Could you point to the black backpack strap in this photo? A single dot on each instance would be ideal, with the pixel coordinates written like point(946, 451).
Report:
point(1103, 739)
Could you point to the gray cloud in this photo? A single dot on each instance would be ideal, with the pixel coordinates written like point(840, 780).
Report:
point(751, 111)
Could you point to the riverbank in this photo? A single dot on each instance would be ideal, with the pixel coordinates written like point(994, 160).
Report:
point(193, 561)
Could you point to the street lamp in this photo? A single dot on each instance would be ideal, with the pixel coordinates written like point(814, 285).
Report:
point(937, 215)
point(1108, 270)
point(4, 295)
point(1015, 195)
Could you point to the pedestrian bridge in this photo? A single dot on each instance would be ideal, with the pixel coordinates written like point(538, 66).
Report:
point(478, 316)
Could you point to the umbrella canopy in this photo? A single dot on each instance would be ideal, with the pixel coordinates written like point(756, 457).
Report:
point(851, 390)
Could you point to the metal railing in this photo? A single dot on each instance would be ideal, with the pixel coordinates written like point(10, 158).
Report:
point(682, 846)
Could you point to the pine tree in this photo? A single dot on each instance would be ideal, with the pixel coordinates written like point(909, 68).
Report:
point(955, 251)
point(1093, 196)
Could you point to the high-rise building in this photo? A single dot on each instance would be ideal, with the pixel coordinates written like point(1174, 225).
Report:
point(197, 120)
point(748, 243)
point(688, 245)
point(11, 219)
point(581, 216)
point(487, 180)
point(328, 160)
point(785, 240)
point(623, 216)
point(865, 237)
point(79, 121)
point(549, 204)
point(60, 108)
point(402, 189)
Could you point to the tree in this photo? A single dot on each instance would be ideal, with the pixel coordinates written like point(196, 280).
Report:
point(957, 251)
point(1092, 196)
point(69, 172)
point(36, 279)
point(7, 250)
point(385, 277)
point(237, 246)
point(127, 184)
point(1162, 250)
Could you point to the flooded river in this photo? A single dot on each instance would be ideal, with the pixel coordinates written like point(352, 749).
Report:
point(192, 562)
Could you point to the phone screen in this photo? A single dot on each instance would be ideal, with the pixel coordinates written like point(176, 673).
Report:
==*==
### Goal of the exercise
Reproduce each of the entries exactly, omitting none.

### Answer space
Could you point to the black backpack strap in this photo? A single dot on each instance would be ideal, with the pixel coordinates written like point(946, 451).
Report:
point(1103, 739)
Could you point to the gray cloud in this photo? A single dot on each instance would be ideal, with the pixel coordinates written like point(840, 780).
Report:
point(751, 111)
Could you point to the riverbank in this photo? A single dot on each instance would be ideal, with the pixel coordinates written like point(994, 160).
Report:
point(193, 561)
Could you point to the street lamp in this photo? A single dot on each instance would be ideal, with the pixel coordinates written like point(814, 285).
Report:
point(937, 215)
point(1108, 270)
point(4, 295)
point(1015, 195)
Could you point to the pedestrian bridge in this photo? A single dot on each instance would be ideal, with the pixel coordinates written like point(538, 66).
Report:
point(478, 316)
Could you point to the umbrella canopy in this photo? A single dot on each instance would be ideal, with the pixel coordinates written like point(756, 457).
Report:
point(851, 390)
Could you point to the metal railing in this photo? A single dot on each instance would be ideal, with the pixel coordinates written like point(10, 158).
Report:
point(682, 846)
Could you point to the pine tree in this photo? A single dot on each instance would be ideal, with the pixel coordinates written like point(909, 68).
Report:
point(955, 251)
point(1093, 196)
Could you point to the high-rise building in this photo? A single dot on each instance would be ideal, with the pixel coordinates written like point(1174, 225).
Report:
point(197, 120)
point(748, 243)
point(688, 245)
point(11, 219)
point(581, 216)
point(487, 180)
point(328, 160)
point(785, 240)
point(623, 216)
point(865, 237)
point(79, 121)
point(549, 204)
point(60, 108)
point(402, 189)
Could you point to the tree in this photo? A single dot on each instance would be ideal, with the pixel coordinates written like point(196, 280).
Report:
point(957, 251)
point(1092, 196)
point(69, 172)
point(36, 279)
point(7, 250)
point(385, 277)
point(237, 246)
point(127, 184)
point(1162, 250)
Could you point to the flooded river in this photo? A single dot on each instance would be ideal, with the pixel coordinates written like point(352, 749).
Report:
point(192, 562)
Could you point to the phone screen in this photo? A single dot on each instance would be ideal, with the pixel coordinates written like point(176, 673).
Report:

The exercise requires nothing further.